§ Exercise description: Read the records below. Copy each line where the string "inside" occurs.

---------- Records for the task

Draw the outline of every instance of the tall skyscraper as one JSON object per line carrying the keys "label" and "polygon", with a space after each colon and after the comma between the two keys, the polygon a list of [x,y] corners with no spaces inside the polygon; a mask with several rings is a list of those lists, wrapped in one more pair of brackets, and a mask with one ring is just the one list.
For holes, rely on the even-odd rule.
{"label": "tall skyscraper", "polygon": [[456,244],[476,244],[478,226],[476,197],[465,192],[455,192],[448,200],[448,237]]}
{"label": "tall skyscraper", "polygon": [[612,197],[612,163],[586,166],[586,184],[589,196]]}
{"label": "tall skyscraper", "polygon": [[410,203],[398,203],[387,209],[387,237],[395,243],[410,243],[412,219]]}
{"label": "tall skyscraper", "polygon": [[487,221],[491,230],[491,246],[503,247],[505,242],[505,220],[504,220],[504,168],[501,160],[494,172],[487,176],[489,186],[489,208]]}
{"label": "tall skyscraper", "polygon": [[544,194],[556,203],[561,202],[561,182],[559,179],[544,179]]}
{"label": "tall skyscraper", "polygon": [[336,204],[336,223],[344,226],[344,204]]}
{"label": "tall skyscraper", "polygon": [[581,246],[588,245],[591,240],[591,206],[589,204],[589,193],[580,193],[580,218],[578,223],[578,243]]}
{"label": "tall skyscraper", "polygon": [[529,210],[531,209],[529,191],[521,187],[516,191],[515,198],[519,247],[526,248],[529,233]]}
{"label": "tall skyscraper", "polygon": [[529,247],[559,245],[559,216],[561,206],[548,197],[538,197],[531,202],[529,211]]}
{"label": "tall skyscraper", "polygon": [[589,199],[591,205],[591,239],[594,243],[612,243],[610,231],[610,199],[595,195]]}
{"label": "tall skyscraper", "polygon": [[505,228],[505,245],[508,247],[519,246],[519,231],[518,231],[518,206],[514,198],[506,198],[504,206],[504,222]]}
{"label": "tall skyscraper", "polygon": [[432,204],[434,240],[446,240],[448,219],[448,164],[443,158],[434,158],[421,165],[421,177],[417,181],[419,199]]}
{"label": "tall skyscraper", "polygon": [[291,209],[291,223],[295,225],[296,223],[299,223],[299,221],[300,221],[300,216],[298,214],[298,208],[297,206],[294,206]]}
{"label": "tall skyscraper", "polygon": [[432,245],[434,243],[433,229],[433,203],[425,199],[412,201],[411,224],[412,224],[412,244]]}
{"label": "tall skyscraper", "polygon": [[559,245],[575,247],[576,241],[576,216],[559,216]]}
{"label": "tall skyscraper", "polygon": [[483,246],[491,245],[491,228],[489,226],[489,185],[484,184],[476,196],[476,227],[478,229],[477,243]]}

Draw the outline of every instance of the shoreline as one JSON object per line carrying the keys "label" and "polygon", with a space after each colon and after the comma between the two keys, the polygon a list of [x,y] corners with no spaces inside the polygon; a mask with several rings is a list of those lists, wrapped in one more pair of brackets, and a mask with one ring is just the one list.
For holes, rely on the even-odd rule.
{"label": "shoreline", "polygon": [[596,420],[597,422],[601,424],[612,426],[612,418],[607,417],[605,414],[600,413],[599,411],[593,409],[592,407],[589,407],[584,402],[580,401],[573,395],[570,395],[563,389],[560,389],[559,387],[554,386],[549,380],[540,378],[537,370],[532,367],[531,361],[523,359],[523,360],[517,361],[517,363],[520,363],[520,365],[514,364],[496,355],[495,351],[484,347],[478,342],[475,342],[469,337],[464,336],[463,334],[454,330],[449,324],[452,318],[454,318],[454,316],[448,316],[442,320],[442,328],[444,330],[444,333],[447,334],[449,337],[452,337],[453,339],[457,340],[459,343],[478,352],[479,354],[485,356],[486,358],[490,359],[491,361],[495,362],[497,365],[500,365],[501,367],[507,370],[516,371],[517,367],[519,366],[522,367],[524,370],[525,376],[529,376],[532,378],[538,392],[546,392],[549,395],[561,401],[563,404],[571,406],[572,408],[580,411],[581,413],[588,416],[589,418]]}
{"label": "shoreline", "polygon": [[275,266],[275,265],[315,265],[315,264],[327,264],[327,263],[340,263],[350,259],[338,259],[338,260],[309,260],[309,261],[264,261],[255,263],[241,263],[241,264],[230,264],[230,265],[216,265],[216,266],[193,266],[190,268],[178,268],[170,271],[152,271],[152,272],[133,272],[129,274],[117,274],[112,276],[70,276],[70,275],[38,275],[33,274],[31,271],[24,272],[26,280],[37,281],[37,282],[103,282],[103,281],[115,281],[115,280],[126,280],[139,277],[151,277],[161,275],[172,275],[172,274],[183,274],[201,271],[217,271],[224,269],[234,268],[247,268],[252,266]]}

--------------------

§ Output for this exercise:
Draw the outline of every instance of the tall skyscraper as one JSON object per line carrying the keys "label" and "polygon", with a space after each colon and after the comma between the two keys, the polygon a list of [x,y] corners with no spaces inside the polygon; a mask with several rings is a list of those lists, wrapped in one more pair of brackets, and a mask with one ring is just the one list.
Draw the outline of every instance of the shoreline as one JSON object per line carrying the keys "label" and "polygon", with a space after each colon and after the comma between the two keys, the polygon a list of [x,y] corners with no spaces inside the polygon; a mask with several rings is a list of those lists, wrapped in one more pair of brackets, and a mask with one ring is just the one list.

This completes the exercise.